**WHAT YOU NEED TO DO**
Rescale the listing, starting at its first line and ending at the line containing "point(4, 54)". Repeat every line in that range, requests included, but multiply each answer coordinate by 0.2 and round to a whole number, with halves rounding up. Leave the numbers in the requests and their format samples unchanged.
### SUPPLIED RECORDS ###
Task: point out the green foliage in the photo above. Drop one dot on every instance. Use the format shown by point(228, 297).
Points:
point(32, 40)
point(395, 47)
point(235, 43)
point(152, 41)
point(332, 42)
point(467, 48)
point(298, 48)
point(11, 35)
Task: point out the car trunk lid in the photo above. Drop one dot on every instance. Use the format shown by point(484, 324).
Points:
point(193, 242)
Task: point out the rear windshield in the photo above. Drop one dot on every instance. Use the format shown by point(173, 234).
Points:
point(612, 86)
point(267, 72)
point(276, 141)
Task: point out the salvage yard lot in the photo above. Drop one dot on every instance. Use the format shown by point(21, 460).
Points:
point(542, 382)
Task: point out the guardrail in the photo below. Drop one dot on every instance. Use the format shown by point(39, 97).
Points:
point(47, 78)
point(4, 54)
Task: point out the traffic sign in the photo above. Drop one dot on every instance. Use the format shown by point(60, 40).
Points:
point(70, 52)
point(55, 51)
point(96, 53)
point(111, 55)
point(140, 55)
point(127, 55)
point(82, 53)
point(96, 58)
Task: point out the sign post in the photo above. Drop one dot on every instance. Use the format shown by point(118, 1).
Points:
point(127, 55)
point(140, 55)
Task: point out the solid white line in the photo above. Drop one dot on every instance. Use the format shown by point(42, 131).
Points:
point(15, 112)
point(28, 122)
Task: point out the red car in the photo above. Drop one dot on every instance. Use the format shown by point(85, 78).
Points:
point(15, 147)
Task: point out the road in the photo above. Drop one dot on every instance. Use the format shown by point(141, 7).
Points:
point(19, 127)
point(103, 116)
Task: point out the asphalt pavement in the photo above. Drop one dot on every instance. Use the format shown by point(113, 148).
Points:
###
**WRITTEN RESPONSE**
Task: point out the green foliage in the photo above. Drop one dot on every instance. Use the format shown by point(228, 297).
Points:
point(6, 8)
point(79, 9)
point(47, 9)
point(30, 8)
point(66, 8)
point(93, 10)
point(60, 10)
point(2, 7)
Task: point out the car trunk lid in the photo above. Drop one dot on every instance. Use the format shown by point(484, 324).
Points:
point(39, 48)
Task: point out the rear windshield in the photo above. Drop one dot on every instance. Use the format shown by point(173, 234).
Points:
point(122, 17)
point(53, 14)
point(55, 28)
Task: point out the salvage yard lot in the photo above. Drop one dot on every instance. Use the format shown by point(21, 460).
Points:
point(108, 76)
Task: point out the guardrail in the photo below. Drop one dot on every instance. Use the format shown by point(39, 97).
Points:
point(9, 16)
point(1, 11)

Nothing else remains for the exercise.